> Task prompt
Count the lines in the items below that contain the word "tile", matching case exactly. Reply with the number alone.

> Raw records
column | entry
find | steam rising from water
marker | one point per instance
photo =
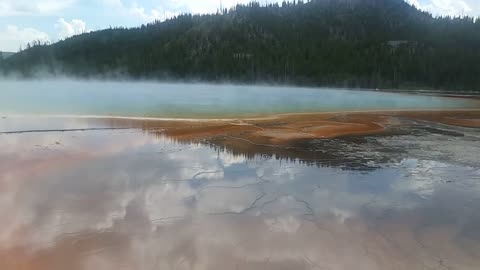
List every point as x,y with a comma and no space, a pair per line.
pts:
154,99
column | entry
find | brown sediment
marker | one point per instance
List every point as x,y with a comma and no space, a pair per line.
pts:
287,129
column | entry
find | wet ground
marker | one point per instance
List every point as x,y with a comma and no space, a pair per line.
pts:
105,194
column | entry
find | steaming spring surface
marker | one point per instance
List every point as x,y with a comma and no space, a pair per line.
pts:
66,97
132,199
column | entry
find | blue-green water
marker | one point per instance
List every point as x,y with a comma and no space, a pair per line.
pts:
149,99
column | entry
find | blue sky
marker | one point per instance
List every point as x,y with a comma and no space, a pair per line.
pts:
23,21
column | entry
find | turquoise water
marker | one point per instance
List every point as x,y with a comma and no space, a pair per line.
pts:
149,99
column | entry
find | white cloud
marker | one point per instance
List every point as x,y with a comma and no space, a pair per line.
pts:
32,7
68,29
448,7
141,13
13,37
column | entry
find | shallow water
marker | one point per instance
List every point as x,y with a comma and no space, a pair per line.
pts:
198,100
136,199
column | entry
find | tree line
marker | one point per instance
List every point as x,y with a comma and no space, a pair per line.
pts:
346,43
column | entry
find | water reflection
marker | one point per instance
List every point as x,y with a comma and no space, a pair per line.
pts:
126,199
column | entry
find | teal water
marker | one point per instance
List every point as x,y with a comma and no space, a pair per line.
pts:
149,99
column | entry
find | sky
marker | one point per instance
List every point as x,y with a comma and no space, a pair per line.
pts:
23,21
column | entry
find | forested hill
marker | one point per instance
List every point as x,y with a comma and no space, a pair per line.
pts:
351,43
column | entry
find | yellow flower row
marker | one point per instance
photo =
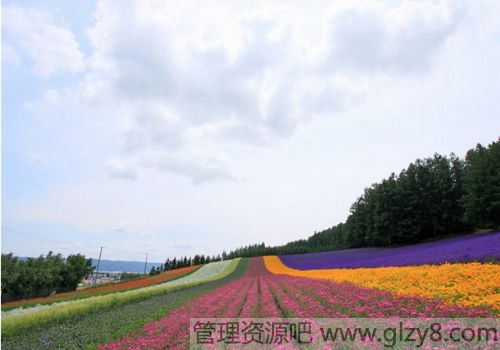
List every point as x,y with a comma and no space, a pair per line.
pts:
469,284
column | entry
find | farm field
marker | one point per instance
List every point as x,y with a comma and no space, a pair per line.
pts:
19,320
104,289
259,293
476,247
158,316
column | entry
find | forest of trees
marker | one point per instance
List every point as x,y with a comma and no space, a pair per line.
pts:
42,276
172,264
433,197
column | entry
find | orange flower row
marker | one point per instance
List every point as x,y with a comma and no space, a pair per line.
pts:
468,284
105,289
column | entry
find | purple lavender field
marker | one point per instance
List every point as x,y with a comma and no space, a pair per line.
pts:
476,247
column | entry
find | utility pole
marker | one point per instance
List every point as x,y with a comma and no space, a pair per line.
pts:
98,263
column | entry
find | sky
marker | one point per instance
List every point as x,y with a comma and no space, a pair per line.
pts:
177,128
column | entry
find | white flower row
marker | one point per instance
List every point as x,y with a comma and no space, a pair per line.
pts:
205,272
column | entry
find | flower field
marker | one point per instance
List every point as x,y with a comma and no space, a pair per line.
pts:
260,293
105,289
158,316
471,284
481,247
18,320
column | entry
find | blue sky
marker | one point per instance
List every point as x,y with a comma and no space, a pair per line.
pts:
181,129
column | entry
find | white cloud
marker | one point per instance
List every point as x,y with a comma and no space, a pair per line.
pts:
52,48
10,55
121,168
404,40
192,79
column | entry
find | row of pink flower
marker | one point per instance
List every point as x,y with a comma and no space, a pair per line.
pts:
262,294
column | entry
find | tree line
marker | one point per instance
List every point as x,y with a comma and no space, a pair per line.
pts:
432,197
172,264
42,276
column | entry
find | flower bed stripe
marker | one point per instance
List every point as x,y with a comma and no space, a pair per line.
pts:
476,247
470,284
290,296
104,289
56,312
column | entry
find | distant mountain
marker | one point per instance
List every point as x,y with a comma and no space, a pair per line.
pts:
124,266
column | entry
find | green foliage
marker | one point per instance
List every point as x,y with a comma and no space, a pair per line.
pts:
432,197
42,276
481,183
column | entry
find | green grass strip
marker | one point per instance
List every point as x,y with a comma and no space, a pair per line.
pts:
20,323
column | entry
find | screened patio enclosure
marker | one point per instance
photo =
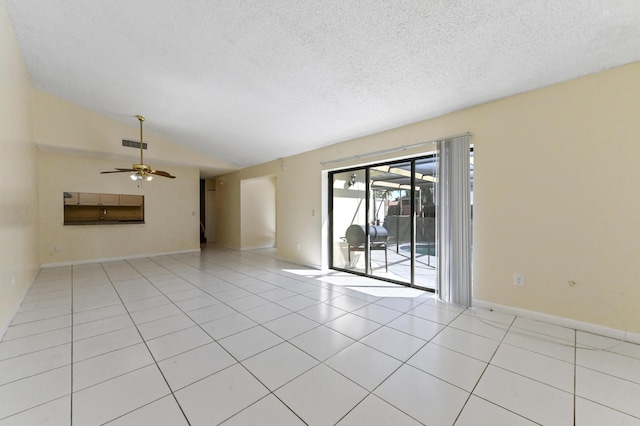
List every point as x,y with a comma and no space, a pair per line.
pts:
384,219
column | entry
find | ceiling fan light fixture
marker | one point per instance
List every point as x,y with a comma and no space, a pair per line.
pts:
141,172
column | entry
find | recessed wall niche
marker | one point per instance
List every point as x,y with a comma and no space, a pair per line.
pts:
89,208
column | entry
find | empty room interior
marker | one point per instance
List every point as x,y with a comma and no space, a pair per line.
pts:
340,213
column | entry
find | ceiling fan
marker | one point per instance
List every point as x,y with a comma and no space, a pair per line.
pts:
141,172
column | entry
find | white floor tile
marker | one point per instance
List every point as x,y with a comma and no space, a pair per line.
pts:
322,313
435,314
290,325
279,365
155,313
422,396
619,394
589,413
297,302
40,314
321,374
364,365
479,412
247,343
525,397
23,366
267,312
321,396
374,411
618,345
450,366
35,390
37,327
53,413
197,302
480,326
546,329
220,396
353,326
377,313
97,314
210,313
322,342
276,294
394,343
103,343
163,412
247,302
227,326
147,303
469,344
176,343
347,303
269,411
542,344
234,293
399,304
416,326
164,326
109,365
25,345
95,328
538,367
111,399
621,366
189,367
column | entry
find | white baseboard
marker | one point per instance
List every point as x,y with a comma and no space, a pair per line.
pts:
257,247
561,321
111,259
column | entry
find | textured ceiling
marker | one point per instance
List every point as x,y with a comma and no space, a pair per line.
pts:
248,81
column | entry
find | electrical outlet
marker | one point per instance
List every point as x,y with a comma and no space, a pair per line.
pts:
518,280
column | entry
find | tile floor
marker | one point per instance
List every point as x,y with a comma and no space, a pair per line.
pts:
240,338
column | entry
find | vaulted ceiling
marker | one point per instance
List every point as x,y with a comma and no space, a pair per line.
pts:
248,81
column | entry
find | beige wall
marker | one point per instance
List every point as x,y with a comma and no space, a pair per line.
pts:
556,198
18,178
258,211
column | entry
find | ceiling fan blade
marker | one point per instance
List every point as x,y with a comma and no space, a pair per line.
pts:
161,173
119,171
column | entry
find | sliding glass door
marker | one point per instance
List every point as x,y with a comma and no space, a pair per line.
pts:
384,220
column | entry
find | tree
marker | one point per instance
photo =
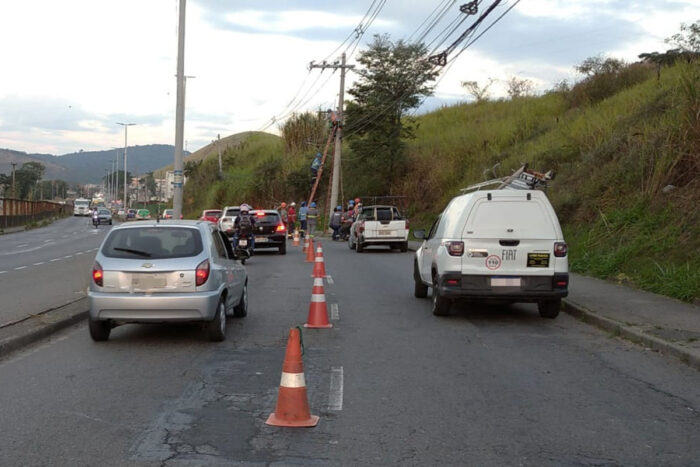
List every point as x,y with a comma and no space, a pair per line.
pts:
394,77
479,93
520,87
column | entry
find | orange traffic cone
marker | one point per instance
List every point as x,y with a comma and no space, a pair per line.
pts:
318,312
310,251
292,404
319,263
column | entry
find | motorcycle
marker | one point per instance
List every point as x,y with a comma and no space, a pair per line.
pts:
244,249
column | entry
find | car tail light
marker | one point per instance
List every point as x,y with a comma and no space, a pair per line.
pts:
97,274
455,248
560,249
202,272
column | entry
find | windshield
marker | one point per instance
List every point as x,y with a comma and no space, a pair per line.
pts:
153,242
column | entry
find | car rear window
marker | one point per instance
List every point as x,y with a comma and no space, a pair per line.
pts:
527,219
267,218
153,243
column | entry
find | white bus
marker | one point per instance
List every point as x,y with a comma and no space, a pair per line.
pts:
81,207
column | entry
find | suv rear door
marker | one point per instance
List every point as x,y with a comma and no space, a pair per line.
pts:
509,237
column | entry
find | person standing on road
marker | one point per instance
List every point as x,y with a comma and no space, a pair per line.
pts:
336,222
292,218
302,217
312,217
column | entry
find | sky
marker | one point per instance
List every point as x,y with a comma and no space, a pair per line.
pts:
71,69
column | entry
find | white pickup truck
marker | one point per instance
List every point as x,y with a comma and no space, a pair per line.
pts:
379,225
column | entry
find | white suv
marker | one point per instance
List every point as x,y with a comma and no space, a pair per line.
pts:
498,245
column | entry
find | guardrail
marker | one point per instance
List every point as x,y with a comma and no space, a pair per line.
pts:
19,212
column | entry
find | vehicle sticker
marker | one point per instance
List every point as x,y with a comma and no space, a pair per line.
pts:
493,262
508,255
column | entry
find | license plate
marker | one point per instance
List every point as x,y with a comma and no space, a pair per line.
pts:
538,260
148,281
505,282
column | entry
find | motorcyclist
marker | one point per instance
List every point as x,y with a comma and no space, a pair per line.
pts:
243,227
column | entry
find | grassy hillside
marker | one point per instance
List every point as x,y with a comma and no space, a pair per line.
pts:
626,149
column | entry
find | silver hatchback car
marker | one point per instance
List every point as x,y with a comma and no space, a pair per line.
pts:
172,271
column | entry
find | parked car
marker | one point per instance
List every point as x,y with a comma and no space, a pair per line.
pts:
143,214
211,215
148,272
227,219
379,225
495,245
104,216
269,230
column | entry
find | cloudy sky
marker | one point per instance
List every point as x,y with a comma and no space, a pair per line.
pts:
70,69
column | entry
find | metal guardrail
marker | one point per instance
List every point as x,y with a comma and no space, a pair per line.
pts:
19,212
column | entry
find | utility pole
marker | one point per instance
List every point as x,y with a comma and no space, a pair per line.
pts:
339,130
178,166
126,127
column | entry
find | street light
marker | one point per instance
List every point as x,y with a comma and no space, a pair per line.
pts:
126,126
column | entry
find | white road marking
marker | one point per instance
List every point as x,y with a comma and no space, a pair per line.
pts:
335,395
335,314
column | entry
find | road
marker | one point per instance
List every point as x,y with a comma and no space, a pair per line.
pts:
393,385
44,268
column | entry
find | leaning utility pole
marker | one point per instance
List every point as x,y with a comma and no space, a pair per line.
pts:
178,169
339,130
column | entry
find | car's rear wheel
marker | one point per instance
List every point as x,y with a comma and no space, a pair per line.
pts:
241,309
99,329
217,326
549,308
420,290
441,305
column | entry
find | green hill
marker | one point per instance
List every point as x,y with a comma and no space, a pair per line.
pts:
625,147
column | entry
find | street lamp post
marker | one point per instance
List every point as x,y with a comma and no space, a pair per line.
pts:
126,126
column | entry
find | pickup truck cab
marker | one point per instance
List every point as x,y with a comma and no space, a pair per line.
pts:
494,245
379,225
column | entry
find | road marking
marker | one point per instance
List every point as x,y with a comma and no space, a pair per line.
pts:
335,314
335,395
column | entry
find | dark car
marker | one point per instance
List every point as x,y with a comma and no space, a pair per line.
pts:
269,230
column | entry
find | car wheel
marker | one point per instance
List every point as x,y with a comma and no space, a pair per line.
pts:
241,309
441,305
549,308
217,326
99,329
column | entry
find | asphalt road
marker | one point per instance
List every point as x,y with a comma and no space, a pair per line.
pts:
45,268
393,385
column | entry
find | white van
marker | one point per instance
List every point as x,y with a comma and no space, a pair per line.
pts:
81,207
494,245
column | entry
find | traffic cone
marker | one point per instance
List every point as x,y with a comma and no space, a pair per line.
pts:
319,263
310,251
292,403
318,311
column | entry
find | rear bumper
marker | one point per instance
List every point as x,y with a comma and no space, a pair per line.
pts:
145,308
532,288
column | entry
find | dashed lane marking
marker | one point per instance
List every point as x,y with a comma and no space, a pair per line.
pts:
335,314
335,395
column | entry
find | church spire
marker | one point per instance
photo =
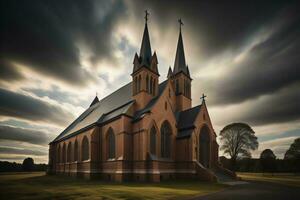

> Complete answer
2